* SHORT PROBLEM *
Reproduce the data word for word, starting from the line that contains "the bare tree" and continuing through the end of the data.

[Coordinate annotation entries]
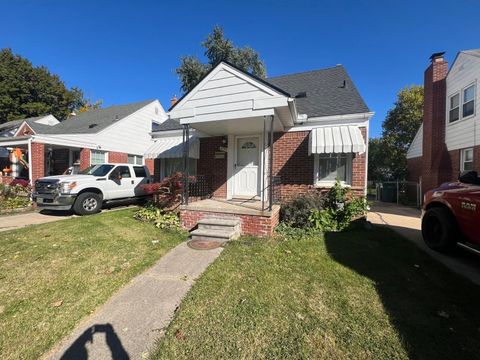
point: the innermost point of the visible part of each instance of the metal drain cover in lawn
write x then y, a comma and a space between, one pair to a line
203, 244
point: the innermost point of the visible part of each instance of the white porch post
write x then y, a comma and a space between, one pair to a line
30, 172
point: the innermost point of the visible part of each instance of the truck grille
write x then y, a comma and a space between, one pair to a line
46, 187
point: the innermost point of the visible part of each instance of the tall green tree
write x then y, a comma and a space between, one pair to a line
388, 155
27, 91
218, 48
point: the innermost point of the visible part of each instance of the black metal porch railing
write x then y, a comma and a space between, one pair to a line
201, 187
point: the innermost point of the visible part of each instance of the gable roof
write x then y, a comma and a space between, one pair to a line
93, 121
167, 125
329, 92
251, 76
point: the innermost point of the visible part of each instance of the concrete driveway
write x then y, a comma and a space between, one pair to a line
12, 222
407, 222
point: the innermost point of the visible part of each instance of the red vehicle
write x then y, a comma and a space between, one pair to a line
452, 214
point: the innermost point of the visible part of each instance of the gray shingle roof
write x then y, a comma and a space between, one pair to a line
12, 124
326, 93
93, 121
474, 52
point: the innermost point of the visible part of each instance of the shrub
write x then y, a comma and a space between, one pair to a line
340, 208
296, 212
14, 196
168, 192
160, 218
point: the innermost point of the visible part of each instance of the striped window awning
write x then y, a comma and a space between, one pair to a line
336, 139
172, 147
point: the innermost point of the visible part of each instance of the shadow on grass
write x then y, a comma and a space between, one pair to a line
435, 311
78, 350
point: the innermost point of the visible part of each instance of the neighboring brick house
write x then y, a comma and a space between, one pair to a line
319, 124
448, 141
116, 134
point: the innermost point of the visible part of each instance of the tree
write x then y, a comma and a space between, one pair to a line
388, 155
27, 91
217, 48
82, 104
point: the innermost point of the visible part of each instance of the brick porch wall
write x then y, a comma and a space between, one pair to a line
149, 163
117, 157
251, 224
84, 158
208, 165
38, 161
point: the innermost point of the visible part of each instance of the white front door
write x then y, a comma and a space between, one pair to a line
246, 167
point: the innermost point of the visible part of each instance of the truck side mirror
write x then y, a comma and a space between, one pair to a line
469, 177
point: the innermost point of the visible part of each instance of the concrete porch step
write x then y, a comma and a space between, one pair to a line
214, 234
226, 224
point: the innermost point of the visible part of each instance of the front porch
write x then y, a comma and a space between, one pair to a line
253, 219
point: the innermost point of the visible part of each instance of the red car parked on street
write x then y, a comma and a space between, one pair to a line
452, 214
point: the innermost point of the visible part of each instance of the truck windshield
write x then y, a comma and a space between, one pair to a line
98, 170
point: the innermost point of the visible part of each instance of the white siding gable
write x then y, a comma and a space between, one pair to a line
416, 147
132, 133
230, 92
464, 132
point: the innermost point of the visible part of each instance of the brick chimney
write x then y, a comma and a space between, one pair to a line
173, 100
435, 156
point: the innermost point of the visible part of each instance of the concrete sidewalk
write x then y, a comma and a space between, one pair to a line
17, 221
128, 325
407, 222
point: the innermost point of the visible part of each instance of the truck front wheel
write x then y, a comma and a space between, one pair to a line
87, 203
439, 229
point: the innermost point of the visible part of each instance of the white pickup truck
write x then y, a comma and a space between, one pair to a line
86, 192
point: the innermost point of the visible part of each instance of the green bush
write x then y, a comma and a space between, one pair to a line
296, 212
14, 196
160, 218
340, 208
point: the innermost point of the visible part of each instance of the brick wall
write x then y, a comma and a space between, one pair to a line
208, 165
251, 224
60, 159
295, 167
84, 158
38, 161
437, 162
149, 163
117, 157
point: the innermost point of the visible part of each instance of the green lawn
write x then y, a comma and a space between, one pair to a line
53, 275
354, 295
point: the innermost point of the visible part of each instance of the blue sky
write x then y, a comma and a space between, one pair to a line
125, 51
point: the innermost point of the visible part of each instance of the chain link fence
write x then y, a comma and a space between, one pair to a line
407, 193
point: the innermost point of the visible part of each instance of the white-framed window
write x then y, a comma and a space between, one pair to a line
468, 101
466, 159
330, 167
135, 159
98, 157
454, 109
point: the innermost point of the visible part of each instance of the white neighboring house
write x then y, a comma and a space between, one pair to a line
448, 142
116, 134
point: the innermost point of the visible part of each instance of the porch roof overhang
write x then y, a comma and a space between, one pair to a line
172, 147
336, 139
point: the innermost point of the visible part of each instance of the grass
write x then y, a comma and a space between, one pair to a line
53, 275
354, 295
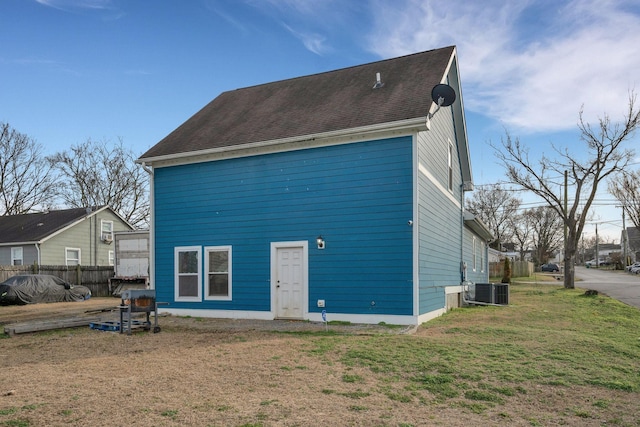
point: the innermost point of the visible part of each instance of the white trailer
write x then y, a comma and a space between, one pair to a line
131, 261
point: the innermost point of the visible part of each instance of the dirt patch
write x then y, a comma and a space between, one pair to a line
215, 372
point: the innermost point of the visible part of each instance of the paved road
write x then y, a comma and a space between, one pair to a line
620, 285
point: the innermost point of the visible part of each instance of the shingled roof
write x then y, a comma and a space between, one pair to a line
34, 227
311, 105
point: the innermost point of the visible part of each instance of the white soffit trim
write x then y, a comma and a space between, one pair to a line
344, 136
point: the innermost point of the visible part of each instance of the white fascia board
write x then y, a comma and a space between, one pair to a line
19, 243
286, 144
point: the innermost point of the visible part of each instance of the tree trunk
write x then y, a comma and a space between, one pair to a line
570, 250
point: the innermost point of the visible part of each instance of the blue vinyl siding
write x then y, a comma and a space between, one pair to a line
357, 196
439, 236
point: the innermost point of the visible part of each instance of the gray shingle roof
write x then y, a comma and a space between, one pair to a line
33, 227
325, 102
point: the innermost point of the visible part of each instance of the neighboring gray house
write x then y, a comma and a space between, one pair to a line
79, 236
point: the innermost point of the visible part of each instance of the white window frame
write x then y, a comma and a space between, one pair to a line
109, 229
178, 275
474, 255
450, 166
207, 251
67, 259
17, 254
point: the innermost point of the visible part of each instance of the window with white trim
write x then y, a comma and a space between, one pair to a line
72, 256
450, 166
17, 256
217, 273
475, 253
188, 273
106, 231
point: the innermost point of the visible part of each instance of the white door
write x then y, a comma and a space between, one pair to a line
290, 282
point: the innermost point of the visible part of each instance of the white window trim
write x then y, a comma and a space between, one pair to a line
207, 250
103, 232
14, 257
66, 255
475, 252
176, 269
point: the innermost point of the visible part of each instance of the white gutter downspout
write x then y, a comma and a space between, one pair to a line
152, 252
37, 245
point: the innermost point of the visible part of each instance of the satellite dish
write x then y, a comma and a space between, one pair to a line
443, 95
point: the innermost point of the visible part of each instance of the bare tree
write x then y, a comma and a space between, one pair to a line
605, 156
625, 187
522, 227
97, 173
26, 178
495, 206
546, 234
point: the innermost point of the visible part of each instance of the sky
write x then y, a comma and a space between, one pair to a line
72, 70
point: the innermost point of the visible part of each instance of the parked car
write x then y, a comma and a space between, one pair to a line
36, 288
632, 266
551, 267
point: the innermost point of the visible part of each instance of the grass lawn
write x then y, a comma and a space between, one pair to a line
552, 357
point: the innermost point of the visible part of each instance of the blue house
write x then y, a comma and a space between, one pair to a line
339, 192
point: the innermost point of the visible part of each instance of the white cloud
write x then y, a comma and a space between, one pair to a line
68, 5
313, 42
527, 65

* ANSWER *
point: the innermost point of the visible part of each instance of the bare tree
write x then y, a comma and a space between, one pair to a line
605, 156
625, 187
522, 227
97, 173
26, 178
495, 206
546, 234
point: the innermost point of the visible part of each instance of the sky
write x then y, a comma and a space between, one pair to a line
72, 70
point: the innermost point of the visible part of each instance of the parked car
write x then y, a comma and a space between, one pair to a line
36, 288
632, 266
551, 267
point: the innermost point of the visible part of each instance of the grass lawn
write x then y, a comma and a space between, one pair to a line
552, 357
point: the innermost point of the visible part of each instance of the blue house
write x then y, a comma and a space between, one pair to a line
339, 192
point: the innermost point of the visible part of each instance of the white cloud
write x then y, a comma and a space between, one pair to a line
68, 5
313, 42
527, 65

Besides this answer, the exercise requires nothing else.